▶ _Direction_
Reproduce the entries below word for word, starting at the first line and ending at the line that contains "pixel 137 33", including that line.

▶ _Data provided_
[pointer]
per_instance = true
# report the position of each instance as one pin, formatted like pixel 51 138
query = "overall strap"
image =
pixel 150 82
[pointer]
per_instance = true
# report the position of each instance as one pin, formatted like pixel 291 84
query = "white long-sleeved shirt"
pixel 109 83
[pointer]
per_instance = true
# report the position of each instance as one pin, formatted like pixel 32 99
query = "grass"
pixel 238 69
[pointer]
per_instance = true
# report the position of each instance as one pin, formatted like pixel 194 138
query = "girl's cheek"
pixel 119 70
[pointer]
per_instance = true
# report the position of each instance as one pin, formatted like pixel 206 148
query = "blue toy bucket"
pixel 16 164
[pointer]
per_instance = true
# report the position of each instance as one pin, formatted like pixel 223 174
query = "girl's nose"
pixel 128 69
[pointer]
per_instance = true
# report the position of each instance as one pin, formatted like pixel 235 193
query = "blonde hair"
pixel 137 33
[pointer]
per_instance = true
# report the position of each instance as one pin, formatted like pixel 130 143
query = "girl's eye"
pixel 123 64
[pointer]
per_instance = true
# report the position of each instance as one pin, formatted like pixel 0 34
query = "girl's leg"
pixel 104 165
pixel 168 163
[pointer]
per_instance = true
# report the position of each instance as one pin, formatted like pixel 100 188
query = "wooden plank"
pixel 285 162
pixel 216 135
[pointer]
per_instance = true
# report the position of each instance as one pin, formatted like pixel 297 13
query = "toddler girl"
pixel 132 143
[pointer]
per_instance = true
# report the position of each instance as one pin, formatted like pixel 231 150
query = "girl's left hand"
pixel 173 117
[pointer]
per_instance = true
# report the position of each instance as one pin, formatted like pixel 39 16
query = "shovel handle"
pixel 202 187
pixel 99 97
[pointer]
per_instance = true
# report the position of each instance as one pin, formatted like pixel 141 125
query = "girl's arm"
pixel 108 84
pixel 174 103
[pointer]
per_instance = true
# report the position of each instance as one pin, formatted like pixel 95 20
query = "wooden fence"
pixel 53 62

▶ _Complete response_
[pointer]
per_instance = true
# report the position of each instance as one pin, formatted like pixel 51 138
query = "overall strap"
image =
pixel 150 82
[pointer]
per_instance = true
# report the position of each instance as one pin, formatted like pixel 291 84
query = "white long-sleeved shirt"
pixel 109 83
[pointer]
per_instance = true
# report the position of each instance as one pin, formatted like pixel 32 99
query = "grass"
pixel 238 69
[pointer]
per_instance = true
# report the position of each instance as one pin, formatted like pixel 194 138
query = "girl's cheek"
pixel 119 70
[pointer]
per_instance = true
# report the position of each instance as one pin, formatted like pixel 206 148
query = "blue toy bucket"
pixel 16 164
[pointer]
per_instance = true
# report the position of each instance as one pin, formatted like pixel 223 174
query = "girl's nose"
pixel 128 69
[pointer]
per_instance = true
# report the position of each instance as one pin, formatted like pixel 235 193
query = "blonde hair"
pixel 137 33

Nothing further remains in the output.